HOŞGELDİNİZ! BUGÜN 31 EKİM 2025, CUMA

Murat Ağırel “Yağma” ile ilk kez Bursa’da

01.05.2023 10:49
Murat Ağırel “Yağma” ile ilk kez Bursa’da
Murat Ağırel “Yağma” ile ilk kez Bursa’da
Araştırmacı Gazeteci Yazar Murat Ağırel, 20 yıllık dönemin yağma dosyasını açtı. İçinden sadece parasal yağma değil, çürüme çıktı. Ağırel, rejimin kurumları, kadroları, bütçeleri nasıl dönüştürdüğünü, raporlara, belgelere ve derin araştırmalara dayanarak aydınlattığı VE Kırmızı Kedi Yayınevinden çıkan 5. kitabı "Yağma" ile okurlarıyla ilk kez Bursa Kitap Fuarında kitabın ilk çıktığı gün bir araya gelmiş oldu.

Ağırel'in yağma kitabında özellikle Türk Kızılay'la ilgili birçok belge ve ilk defa yayınlanan birçok konu dikkati çekerken özellikle şu başlıklar dikkati çekiyor:

• Kızılay dosyası: Çadırdan kana, ihalelerden kurban kesimlerine

• AKP'ye yakın vakıflara Kızılay üzerinden aktarılan paralar

• Sayıştay raporuna göre kaç bin çocuğumuza son kullanma tarihi geçmiş aşı yapıldı?

• 1 cm kalınlık üzerinden kaç milyar liralık asfalt yolsuzluğu yapıldı?

• Şehir hastanelerinin kamuya zararı ne kadar?

• 9 gün önce kurulan şirket, milyonluk ihaleyi nasıl alabildi?

• Boğaziçi başta, bazı üniversitelerdeki kayıp tarihi eserlerin sırrı

• Üniversitelere atamalarda hangi usulsüzlükler yapıldı?

 Binlerce kadro kimlere, hangi yollarla peşkeş çekildi?

• TÜİK'in gelir-gider tablosundaki hatanın miktarı

• Alınmayan bilgisayarlara ödenen paralar kimlere aktı?

• Kamu kurumlarına oto kiralamada yapılan büyük vurgun

• Kamu bankalarının saçtığı kredilerin öyküleri

• Hazineye kayıtlı kayıp taşınmazlar nerede?

• Bakanlığın kayıp milyarları, toplanmayan kiraları ve kamunun zararı

• Ticaret Bakanlığı'ndaki 562 milyonluk "hata"

Sağlanan Veriler ::
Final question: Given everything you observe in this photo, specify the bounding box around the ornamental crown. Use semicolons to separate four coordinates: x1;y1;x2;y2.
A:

Alıştırma Yönergesi ::
"Yağma" kitabını tanıtan habere göre kitap hangi yayınevinden çıkmıştır? Bu görevi yapmak için verilere bakmak gerekmez.

Görev Yanıtı ::
Kırmızı Kedi Yayınevi